Determine how many of the lines below include "right", then respond with that number and no other text.

========

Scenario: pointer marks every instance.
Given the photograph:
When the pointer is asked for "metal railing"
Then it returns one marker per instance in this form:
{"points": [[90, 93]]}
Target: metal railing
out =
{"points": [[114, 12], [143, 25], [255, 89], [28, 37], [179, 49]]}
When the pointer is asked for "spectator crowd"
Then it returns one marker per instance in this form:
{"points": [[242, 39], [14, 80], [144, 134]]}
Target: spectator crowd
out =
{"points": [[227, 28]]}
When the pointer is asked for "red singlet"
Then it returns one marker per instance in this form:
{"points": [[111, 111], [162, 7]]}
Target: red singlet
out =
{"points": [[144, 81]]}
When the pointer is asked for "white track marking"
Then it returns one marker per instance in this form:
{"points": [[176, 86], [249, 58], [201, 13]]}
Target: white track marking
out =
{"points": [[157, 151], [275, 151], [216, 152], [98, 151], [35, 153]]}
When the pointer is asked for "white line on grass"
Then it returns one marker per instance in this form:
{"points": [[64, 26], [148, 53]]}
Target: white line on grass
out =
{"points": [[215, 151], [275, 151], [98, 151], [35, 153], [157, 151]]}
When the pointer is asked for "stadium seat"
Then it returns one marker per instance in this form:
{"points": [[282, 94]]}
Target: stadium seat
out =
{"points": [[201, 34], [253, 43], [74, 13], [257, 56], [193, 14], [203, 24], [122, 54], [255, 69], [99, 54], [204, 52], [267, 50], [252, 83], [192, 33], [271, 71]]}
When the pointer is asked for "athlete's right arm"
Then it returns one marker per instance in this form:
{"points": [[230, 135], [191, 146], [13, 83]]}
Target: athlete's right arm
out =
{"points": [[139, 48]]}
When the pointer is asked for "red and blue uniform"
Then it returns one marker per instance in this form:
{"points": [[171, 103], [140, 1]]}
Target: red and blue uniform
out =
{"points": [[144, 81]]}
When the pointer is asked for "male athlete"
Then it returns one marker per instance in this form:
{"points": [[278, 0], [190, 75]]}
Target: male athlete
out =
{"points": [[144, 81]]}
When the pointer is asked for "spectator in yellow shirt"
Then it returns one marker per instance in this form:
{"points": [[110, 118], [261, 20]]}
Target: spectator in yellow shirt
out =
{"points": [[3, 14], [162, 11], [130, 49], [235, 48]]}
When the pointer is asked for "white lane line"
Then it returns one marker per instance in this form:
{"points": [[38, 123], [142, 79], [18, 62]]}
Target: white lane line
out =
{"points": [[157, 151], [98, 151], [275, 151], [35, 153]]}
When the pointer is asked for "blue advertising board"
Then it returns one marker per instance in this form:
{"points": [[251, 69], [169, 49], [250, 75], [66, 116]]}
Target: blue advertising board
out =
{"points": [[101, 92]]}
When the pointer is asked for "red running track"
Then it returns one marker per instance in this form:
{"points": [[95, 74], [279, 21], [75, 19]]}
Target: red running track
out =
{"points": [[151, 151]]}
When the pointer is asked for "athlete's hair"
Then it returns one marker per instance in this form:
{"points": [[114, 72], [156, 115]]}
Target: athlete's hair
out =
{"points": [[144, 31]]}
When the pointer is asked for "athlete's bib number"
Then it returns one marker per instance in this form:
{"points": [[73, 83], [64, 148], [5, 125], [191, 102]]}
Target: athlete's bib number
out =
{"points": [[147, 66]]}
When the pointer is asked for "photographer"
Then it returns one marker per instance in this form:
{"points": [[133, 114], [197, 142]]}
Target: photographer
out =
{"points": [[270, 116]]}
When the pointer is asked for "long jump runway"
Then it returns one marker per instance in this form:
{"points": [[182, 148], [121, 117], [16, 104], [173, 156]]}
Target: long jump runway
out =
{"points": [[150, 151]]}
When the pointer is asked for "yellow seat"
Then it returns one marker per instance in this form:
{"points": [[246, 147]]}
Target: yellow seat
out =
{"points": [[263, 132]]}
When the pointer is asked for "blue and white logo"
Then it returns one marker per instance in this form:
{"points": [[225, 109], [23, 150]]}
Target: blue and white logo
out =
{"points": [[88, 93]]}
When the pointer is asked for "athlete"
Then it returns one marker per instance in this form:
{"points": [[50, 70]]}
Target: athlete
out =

========

• [Written answer]:
2